# RECORD EXCERPTS:
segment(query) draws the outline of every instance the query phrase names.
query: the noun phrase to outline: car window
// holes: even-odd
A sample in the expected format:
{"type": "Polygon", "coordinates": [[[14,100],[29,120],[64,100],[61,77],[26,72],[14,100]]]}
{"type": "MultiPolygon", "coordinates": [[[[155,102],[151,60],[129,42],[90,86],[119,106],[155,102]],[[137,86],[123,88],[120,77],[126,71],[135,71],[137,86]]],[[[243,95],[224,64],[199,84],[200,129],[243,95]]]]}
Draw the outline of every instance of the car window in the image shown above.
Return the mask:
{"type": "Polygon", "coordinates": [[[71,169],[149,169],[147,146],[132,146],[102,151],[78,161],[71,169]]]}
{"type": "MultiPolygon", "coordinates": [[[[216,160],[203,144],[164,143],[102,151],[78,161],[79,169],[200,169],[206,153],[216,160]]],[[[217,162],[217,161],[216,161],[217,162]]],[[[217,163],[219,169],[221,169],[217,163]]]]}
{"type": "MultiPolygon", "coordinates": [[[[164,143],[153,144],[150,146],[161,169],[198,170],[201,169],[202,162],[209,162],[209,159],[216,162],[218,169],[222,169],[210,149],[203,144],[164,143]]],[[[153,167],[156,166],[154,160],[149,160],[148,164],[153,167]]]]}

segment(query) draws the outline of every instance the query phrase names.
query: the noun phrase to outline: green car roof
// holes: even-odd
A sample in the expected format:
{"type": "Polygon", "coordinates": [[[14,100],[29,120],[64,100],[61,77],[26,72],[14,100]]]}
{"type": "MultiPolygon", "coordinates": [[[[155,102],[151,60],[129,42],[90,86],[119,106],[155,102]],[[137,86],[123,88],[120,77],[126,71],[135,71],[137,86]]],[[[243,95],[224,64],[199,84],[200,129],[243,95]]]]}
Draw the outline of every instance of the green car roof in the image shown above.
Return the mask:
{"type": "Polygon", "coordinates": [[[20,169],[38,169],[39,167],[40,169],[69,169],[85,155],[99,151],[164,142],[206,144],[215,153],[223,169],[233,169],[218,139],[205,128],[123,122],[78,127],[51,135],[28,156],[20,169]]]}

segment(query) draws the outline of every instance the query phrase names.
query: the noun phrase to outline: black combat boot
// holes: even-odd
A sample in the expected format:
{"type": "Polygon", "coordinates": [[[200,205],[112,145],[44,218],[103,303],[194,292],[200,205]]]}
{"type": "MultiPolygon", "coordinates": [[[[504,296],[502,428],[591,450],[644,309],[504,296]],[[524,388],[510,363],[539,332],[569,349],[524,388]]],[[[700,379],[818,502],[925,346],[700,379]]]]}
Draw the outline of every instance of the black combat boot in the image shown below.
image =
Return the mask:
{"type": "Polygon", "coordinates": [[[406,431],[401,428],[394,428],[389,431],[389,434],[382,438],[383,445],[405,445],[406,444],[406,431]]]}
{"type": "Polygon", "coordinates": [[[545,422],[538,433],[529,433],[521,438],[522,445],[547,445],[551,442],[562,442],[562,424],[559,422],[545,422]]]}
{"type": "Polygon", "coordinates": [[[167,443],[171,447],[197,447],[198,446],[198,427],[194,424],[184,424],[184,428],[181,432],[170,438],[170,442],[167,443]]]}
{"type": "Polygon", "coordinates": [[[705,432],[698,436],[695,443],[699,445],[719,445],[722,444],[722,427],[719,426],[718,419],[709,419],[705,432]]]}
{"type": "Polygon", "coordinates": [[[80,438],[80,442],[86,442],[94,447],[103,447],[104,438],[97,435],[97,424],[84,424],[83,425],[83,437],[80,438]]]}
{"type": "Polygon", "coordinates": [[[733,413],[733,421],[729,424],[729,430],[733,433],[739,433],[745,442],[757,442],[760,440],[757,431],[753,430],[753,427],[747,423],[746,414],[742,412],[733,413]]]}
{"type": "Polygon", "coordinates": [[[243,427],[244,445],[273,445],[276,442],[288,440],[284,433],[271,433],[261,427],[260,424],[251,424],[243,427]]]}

# WORK TO DO:
Find each line in the data above that contains the word "noun", matching case exactly, and copy those lines out in full.

# EXERCISE RESPONSE:
query: the noun phrase to outline: car window
query: the noun phrase to outline: green car roof
query: the noun phrase to outline: black combat boot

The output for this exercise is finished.